If something killed him, it wasn’t going to be his lungs. Gordon Everett convinced himself of that when he started smoking.
“My thinking back then was, ‘My lungs are tough,’” he said. “I figured if I got sick with anything, it would be cardiac.”
The North Bend man has a history of confronting medical challenges. He was diagnosed with polio at nine months old. Doctors said he’d never walk. They were wrong. He not only got control of his legs, he also developed into one of Southern California’s top gymnastic talents.
Gordon made all-conference three times in high school. His prowess on the pommel horse, parallel bars and rings led his squad to a second-place finish in Southern California. A respiratory therapist tested his lungs, marveling at their capacity. He jokingly describes his self-image in those days: “Mr. Invincible.”
He kept up gymnastics in college at San Jose State. After college he went to work at a nearby hospital and later married a co-worker.
He tried a cigarette in his late 20s. It was disgusting.
But when his marriage fell apart, he moved in with a chain-smoking friend. One night, he asked for a puff.
“It went down pretty easy,” he said. “It just came to be a habit.”
He wound up smoking a pack a day for five years. He didn’t want his friends and family to know what he was doing, so he only smoked in the car or by himself at home. He refused to buy cigarettes in bulk, which became a point of illogical pride.
“I can say I never bought a carton, but I bought a (lot) of packs,” he said.
He continued working, and smoking, in San Jose until 2000, when his parents developed health problems. To be closer to them, he took a job as a department manager at Medford’s Providence Medical Center. That’s where he met Tonya. She was working as a register clerk and going through a divorce. They married in 2002.
On their wedding night, Gordon promised to give up smoking. He kept his word for four years. It wasn’t easy. Though hospitals provide health care, the people who work there don’t always keep healthy habits. They can suffer stress from the long hours and working with people in pain.
Cigarette butts littered the sidewalks. If he saw a particularly big one, Gordon had to resist the urge to pick it up and light it.
He left Providence in 2004 after his daughter, Piper, was born.

(Referring expression data)
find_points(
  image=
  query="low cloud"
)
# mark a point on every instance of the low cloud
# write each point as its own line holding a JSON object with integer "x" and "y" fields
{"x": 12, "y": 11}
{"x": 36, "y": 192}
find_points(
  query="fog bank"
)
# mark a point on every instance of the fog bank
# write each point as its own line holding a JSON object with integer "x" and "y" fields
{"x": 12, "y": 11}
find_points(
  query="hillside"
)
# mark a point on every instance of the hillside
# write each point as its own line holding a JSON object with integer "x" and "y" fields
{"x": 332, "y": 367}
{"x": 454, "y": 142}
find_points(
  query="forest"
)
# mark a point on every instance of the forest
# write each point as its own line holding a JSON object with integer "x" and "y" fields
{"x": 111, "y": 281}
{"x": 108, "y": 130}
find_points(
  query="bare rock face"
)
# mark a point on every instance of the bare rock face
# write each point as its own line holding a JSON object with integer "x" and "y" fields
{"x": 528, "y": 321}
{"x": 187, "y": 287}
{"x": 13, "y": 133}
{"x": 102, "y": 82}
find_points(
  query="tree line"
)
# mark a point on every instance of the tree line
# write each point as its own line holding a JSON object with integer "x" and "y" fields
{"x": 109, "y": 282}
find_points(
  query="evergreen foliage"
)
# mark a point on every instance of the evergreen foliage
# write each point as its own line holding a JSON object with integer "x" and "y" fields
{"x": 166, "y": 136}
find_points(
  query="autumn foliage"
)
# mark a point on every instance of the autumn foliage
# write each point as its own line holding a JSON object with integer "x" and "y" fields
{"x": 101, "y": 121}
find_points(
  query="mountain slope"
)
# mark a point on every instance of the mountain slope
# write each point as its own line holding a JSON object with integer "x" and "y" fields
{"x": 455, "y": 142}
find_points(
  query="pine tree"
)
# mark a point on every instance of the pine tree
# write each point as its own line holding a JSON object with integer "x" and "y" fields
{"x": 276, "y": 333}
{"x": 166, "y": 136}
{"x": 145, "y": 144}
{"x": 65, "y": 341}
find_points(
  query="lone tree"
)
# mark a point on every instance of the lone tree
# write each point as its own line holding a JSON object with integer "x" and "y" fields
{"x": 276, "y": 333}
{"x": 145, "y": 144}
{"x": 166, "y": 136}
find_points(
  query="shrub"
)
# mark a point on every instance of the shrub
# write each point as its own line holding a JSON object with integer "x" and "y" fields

** What this exercise asks **
**1.** According to the article about Gordon Everett, how old was he when he was diagnosed with polio?
**2.** Extend the article about Gordon Everett, starting after its final sentence.

** Answer section **
**1.** Nine months old.

**2.**
Later that year, Gordon accepted a temporary posting at Bay Area Hospital, but the rest of the family stayed in Medford. Tonya needed an unexpected surgery and his stepdaughter Alexis Woodruff developed a kidney problem. Worrying and feeling isolated in Coos Bay, Gordon took up smoking again.
“I never loved it. I just found myself doing it. It was mindless,” he said. “I used smoking to fight the stress.”
Eventually, his family joined him in a new home in North Bend. But the family reunion couldn’t get Gordon to give up his cigarettes. Neither did the news that his friend who had introduced him to tobacco had died from heart problems.
Gordon kept sneaking puffs on the way to work and on the drive home. He smoked cigarettes with his coffee, then denied it to his stepdaughters and Tonya.
But it was obvious to them. They hassled him about it. Gordon persisted for three years.
“Just ornery,” he explained. Quitting was hard, too.
He only gave up the habit when he suffered a transient ischemic attack, sometimes known as a “warning stroke.”
Quitting no longer was difficult, Gordon said. He’d had enough. But the damage was done.
Two months later, after swearing off the smokes, Gordon learned his eight years of smoking would cost him his life. The news was hard, but harder still was explaining the situation to the girls.
“When I told them I had cancer, they asked, ‘Well, how did you get it?’” Gordon recalled.
“Then they knew I had done something in my life that was really stupid.”